### Texte fourni
##########
À l’intérieur de ce marché, la situation est presque similaire. Des récits font froid dans le dos. « Ils sont venus en équipe. Ils nous disaient qu’il fallait contribuer pour les élections de 2025. Chaque commerçant ayant un stand doit donner, de gré ou de force, une somme allant de 5 000 BIF à 10 000 BIF. Ceux qui tentent de résister sont intimidés et finissent par verser cette somme. C’est vraiment dommage. Est-ce que n’importe quel parti qui veut battre sa campagne électorale va faire ainsi ? Est-ce que les contributions pour une campagne électorale d’un parti politique sont comparables à des contributions pour les élections générales ? » s’interrogent d’autres commerçants à l’intérieur de ce marché.

Au marché de Cotebu, dans la Zone Ngagara, commune Ntahangwa, toujours en mairie de Bujumbura, c’est le même modus operandi. Sur place, les moments sont durs, témoignent les commerçants. « Les clients viennent au compte-goutte. Ces contributions pour les élections, comme on nous dit, viennent aggraver la situation. » Ils indiquent que le montant à verser varie en fonction des stands. « Les petits commerçants doivent s’acquitter d’une somme qui varie entre 5 000 BIF et 10 000 BIF, tandis que les grossistes donnent 100 000 BIF par stand. »
##########
### Bloc de données

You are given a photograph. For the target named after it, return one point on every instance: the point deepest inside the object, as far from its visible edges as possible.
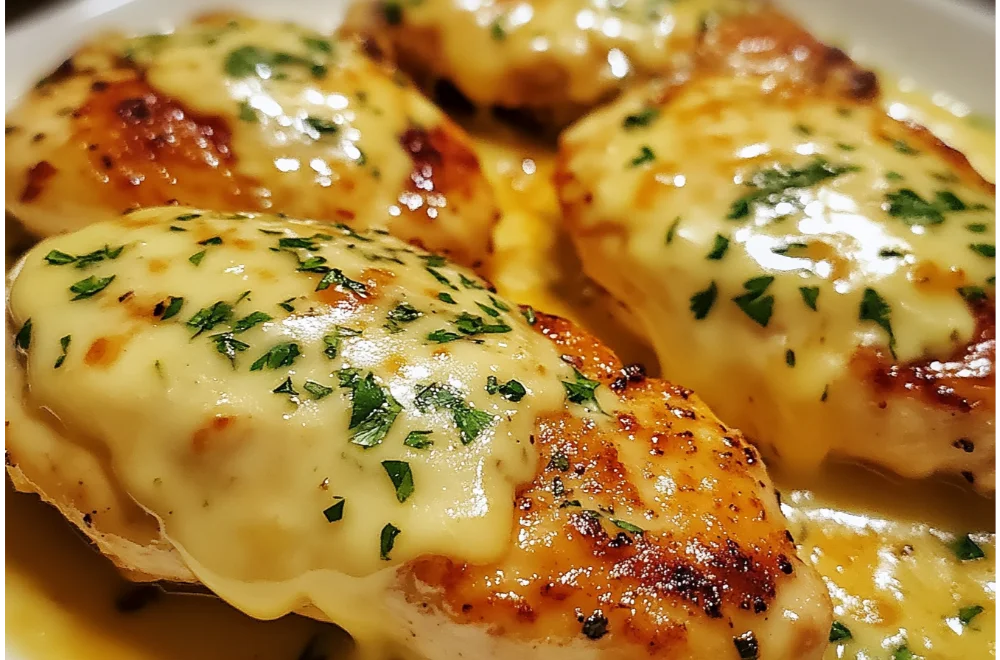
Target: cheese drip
(224, 369)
##########
### Consignes
**1.** Traduisez en anglais cette phrase tirée du texte fourni : « Ils indiquent que le montant à verser varie en fonction des stands. »
**2.** Recopiez sans rien changer le passage du texte fourni qui va de « À l’intérieur de ce marché, la » jusqu'à « de ce marché. » inclus.

### Corrigé de l'exercice
**1.** They state that the amount to be paid varies depending on the stall.

**2.**
À l’intérieur de ce marché, la situation est presque similaire. Des récits font froid dans le dos. « Ils sont venus en équipe. Ils nous disaient qu’il fallait contribuer pour les élections de 2025. Chaque commerçant ayant un stand doit donner, de gré ou de force, une somme allant de 5 000 BIF à 10 000 BIF. Ceux qui tentent de résister sont intimidés et finissent par verser cette somme. C’est vraiment dommage. Est-ce que n’importe quel parti qui veut battre sa campagne électorale va faire ainsi ? Est-ce que les contributions pour une campagne électorale d’un parti politique sont comparables à des contributions pour les élections générales ? » s’interrogent d’autres commerçants à l’intérieur de ce marché.